可以看到，spin lock的使用是需要区分是何种上下文的。spin_lock() 在持锁前先关抢占，通过在 current->thread_info.preempt.count 的"preempt bit"位段上加1来实现。spin_lock_bh() 持锁前先关底半部，通过在"software interrupt count" bit位段上加2和在"preempt bit"位段上加1实现的。spin_lock_irq() 持锁之前先关本地中断，再关抢占(这里关中断是没有直接操作preempt.count的位段)。spin_lock_irqsave() 持锁之前先关中断再关抢占，同时保存中断标志位。

6. 还可以直接使用 raw_spinlock_t 和与其配套的一组 raw_spin_xxx()

#define DEFINE_RAW_SPINLOCK(x) //include/linux/spinlock_types.h

raw_spin_lock_irqsave(lock, flags) //include/linux/spinlock.h
raw_spin_unlock_irqrestore(lock, flags) //include/linux/spinlock.h
...

四、上锁代码分析

1. spin_lock()

任务目标 1
请将自旋锁一文中以“可以看到，spin lock的使用”开头的段落改写成简短的条目列表，保留其主要事实。
任务目标 2
根据自旋锁一文，spin_lock_bh() 在持锁前是怎样关闭底半部和抢占的？请用一到三句话说明。
任务目标 3
请从自旋锁一文最后一行之后接着往下写。

可用数据
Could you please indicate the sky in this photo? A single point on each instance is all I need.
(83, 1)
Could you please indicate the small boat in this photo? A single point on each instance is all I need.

练习结果 1
- spin lock 的使用需要区分上下文。
- spin_lock()：持锁前关抢占，做法是在 current->thread_info.preempt.count 的"preempt bit"位段上加1。
- spin_lock_bh()：持锁前关底半部，做法是在"software interrupt count"位段上加2，并在"preempt bit"位段上加1。
- spin_lock_irq()：持锁前先关本地中断，再关抢占；关中断时不直接操作 preempt.count 的位段。
- spin_lock_irqsave()：持锁前先关中断再关抢占，同时保存中断标志位。

练习结果 2
spin_lock_bh() 在 current->thread_info.preempt.count 的"software interrupt count"位段上加2，以此关闭底半部。同时，它在"preempt bit"位段上加1，以此关闭抢占。

练习结果 3
static __always_inline void spin_lock(spinlock_t *lock) //include/linux/spinlock.h
{
    raw_spin_lock(&lock->rlock);
}

#define raw_spin_lock(lock)    _raw_spin_lock(lock) //include/linux/spinlock.h

void __lockfunc _raw_spin_lock(raw_spinlock_t *lock) //kernel/locking/spinlock.c
{
    __raw_spin_lock(lock);
}

static inline void __raw_spin_lock(raw_spinlock_t *lock) //include/linux/spinlock_api_smp.h
{
    /* 关抢占 */
    preempt_disable();
    /* 默认不使能 CONFIG_LOCKDEP，是个空函数 */
    spin_acquire(&lock->dep_map, 0, 0, _RET_IP_);
    /* 默认不使能 CONFIG_LOCK_STAT,      等效于 do_raw_spin_lock(lock) */
    LOCK_CONTENDED(lock, do_raw_spin_trylock, do_raw_spin_lock);
}

static inline void do_raw_spin_lock(raw_spinlock_t *lock) __acquires(lock) //include/linux/spinlock.h
{
    /* 静态代码检查相关，忽略之 */
    __acquire(lock);
    arch_spin_lock(&lock->raw_lock);
    mmiowb_spin_lock();
}

#define arch_spin_lock(l)    queued_spin_lock(l) //include/asm-generic/qspinlock.h

/**
 * queued_spin_lock - acquire a queued spinlock
 * @lock: Pointer to queued spinlock structure, that is arch_spinlock_t.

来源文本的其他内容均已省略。